→ **Work required**: Please render every line of the items below as a JSON list of strings, one string per line, with blank lines left out.

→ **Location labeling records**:
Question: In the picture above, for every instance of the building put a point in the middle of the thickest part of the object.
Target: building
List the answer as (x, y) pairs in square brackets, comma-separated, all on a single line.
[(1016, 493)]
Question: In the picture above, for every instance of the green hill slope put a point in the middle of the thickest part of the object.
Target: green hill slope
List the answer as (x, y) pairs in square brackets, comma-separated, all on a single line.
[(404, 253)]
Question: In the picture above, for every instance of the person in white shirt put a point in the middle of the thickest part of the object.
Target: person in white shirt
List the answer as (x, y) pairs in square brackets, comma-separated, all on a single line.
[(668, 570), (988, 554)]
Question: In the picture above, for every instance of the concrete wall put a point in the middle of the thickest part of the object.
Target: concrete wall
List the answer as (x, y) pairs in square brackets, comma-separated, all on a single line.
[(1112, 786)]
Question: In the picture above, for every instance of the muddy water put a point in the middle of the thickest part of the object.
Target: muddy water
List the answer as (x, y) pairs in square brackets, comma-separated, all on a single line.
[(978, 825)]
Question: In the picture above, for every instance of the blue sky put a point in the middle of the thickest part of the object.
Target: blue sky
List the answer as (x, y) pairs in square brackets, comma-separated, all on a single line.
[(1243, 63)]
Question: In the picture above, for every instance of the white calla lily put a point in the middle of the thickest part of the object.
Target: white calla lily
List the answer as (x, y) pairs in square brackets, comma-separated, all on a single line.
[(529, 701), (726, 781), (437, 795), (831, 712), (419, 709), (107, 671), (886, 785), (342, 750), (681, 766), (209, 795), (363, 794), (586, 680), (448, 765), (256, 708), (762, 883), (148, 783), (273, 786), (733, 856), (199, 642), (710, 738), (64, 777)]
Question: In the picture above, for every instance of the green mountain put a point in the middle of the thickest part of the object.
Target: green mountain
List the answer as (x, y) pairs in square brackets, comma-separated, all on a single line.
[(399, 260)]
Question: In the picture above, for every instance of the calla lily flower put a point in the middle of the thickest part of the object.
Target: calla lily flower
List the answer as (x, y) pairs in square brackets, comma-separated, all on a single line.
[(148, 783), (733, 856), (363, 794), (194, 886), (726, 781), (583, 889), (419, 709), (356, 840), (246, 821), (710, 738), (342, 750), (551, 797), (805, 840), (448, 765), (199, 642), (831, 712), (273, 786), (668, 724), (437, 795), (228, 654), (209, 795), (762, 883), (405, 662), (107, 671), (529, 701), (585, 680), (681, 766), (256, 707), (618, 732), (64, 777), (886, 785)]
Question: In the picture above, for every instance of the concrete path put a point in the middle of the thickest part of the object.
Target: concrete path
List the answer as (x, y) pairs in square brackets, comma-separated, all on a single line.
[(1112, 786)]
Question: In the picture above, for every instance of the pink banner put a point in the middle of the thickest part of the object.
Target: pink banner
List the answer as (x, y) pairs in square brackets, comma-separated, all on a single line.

→ **Output of the exercise**:
[
  "Question: In the picture above, for every instance of the building put a point in the middle of the thickest part of the object.",
  "Target: building",
  "List the answer as (x, y) pairs in square brackets, comma-separated, all on a single line.",
  "[(1016, 493)]",
  "Question: In the picture above, for every instance of the green hill slope put a point in the middle of the thickest part of the object.",
  "Target: green hill slope",
  "List the answer as (x, y) pairs in square brackets, comma-separated, all on a single line.",
  "[(404, 253)]",
  "Question: In the picture above, for every instance of the person in white shirt put a point in the middle of the thickest part of the object.",
  "Target: person in white shirt",
  "List the answer as (x, y) pairs in square brackets, comma-separated, all on a single line.",
  "[(668, 570), (988, 554)]",
  "Question: In the picture above, for every instance of the concrete wall put a point in the middle of the thickest part of the object.",
  "Target: concrete wall",
  "List the answer as (x, y) pairs in square brackets, comma-separated, all on a single line.",
  "[(1112, 786)]",
  "Question: In the picture above, for every instance of the muddy water put a point in the middle of the thickest part of the object.",
  "Target: muddy water",
  "List the answer as (x, y) pairs in square brackets, comma-separated, all on a single line.",
  "[(978, 825)]",
  "Question: In the picture above, for every instance of the blue sky put a point in the middle of the thickest part of the object.",
  "Target: blue sky",
  "List the answer as (x, y) pairs in square brackets, comma-separated, all on a single line.",
  "[(1243, 63)]",
  "Question: In the picture above, for every instance of the white calla lily put a point in the middle of the thickest part of the object.",
  "Target: white calla lily",
  "List the answer as (x, y) pairs in square brackets, comma-separated, all on a single line.",
  "[(529, 701), (726, 781), (437, 795), (831, 712), (419, 709), (107, 671), (886, 785), (342, 750), (681, 766), (209, 795), (363, 794), (586, 680), (448, 765), (256, 708), (762, 883), (148, 783), (273, 786), (733, 856), (199, 642), (710, 738), (64, 777)]",
  "Question: In the picture above, for every instance of the green mountain put a point in the middle of the thickest part of the object.",
  "Target: green mountain",
  "List the answer as (x, y) pairs in square brackets, comma-separated, all on a single line.",
  "[(399, 260)]",
  "Question: In the picture above, for every instance of the calla lily flower put a point in the middle of the thickest part of the object.",
  "Target: calla lily flower",
  "List the answer as (x, y) pairs in square brackets, comma-separated, all on a single line.",
  "[(148, 783), (733, 856), (363, 794), (194, 886), (726, 781), (583, 889), (419, 709), (356, 840), (246, 821), (710, 738), (342, 750), (551, 797), (805, 840), (448, 765), (199, 642), (831, 712), (273, 786), (668, 724), (437, 795), (228, 654), (209, 795), (762, 883), (405, 662), (107, 671), (529, 701), (585, 680), (681, 766), (256, 707), (618, 732), (64, 777), (886, 785)]",
  "Question: In the picture above, for every instance of the concrete path put a point in the middle of the thickest part of the object.",
  "Target: concrete path",
  "List the answer as (x, y) pairs in square brackets, comma-separated, all on a single line.",
  "[(1112, 786)]",
  "Question: In the picture above, for every instance of the pink banner put a point in the middle of the thickest part of the object.",
  "Target: pink banner",
  "List the answer as (x, y) pairs in square brackets, comma-separated, all on a single line."
]